Rewrite every line of the entries below as a Markdown table with the columns "Row" and "Line", numbering each row and skipping blank lines. Leave the pictures out of the table.

> Dataset records:
========================================================================
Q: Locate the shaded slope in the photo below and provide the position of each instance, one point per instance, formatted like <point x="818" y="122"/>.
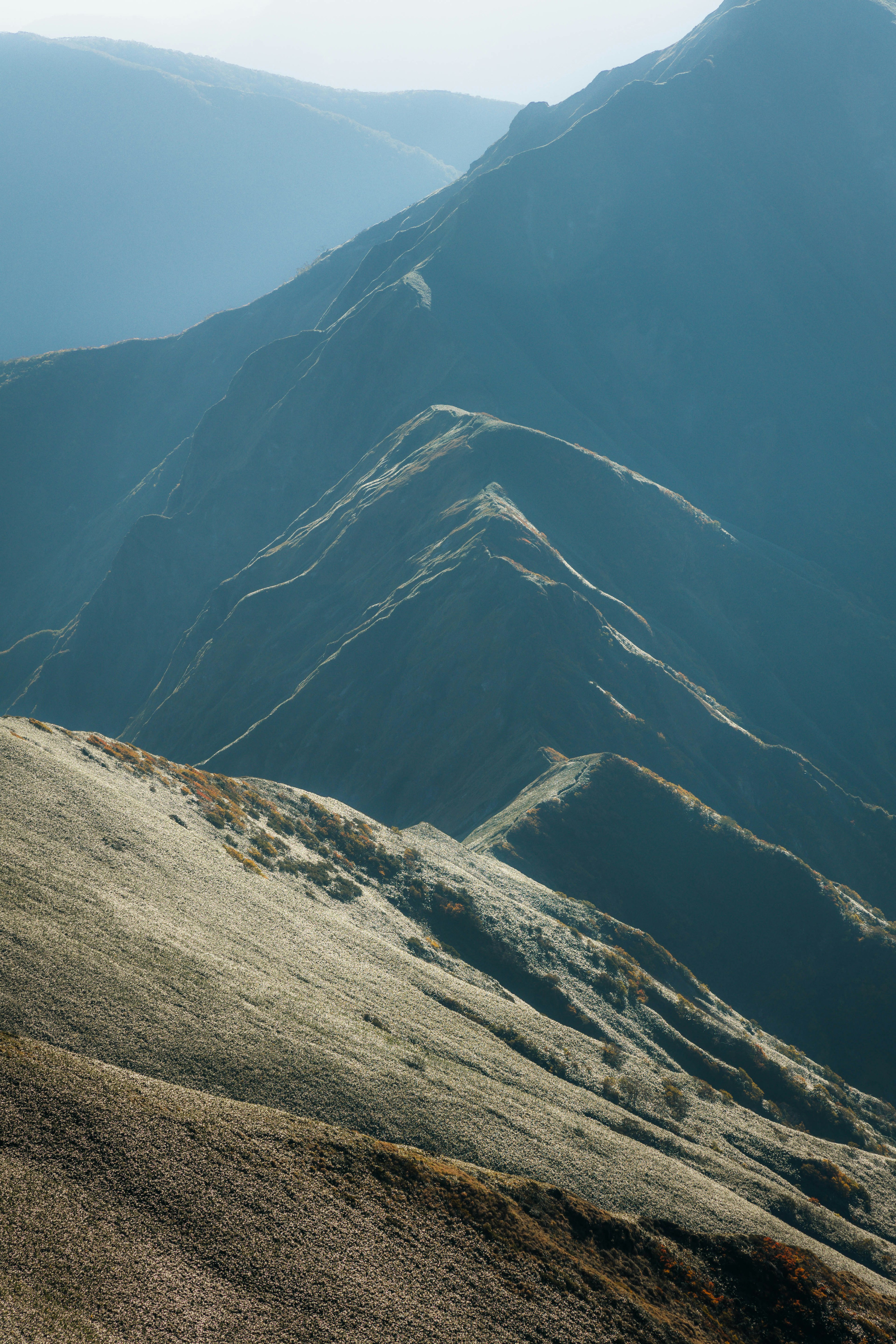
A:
<point x="242" y="939"/>
<point x="776" y="939"/>
<point x="138" y="202"/>
<point x="711" y="294"/>
<point x="452" y="127"/>
<point x="700" y="326"/>
<point x="89" y="433"/>
<point x="374" y="651"/>
<point x="133" y="1208"/>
========================================================================
> Response to this task:
| Row | Line |
|---|---|
| 1 | Q: Locate the shaded slope in the photo below and provide the position of each instance, one point per instance, formatted like <point x="818" y="122"/>. |
| 2 | A: |
| 3 | <point x="242" y="939"/> |
| 4 | <point x="776" y="939"/> |
| 5 | <point x="138" y="202"/> |
| 6 | <point x="711" y="294"/> |
| 7 | <point x="452" y="127"/> |
| 8 | <point x="700" y="326"/> |
| 9 | <point x="89" y="433"/> |
| 10 | <point x="374" y="651"/> |
| 11 | <point x="133" y="1208"/> |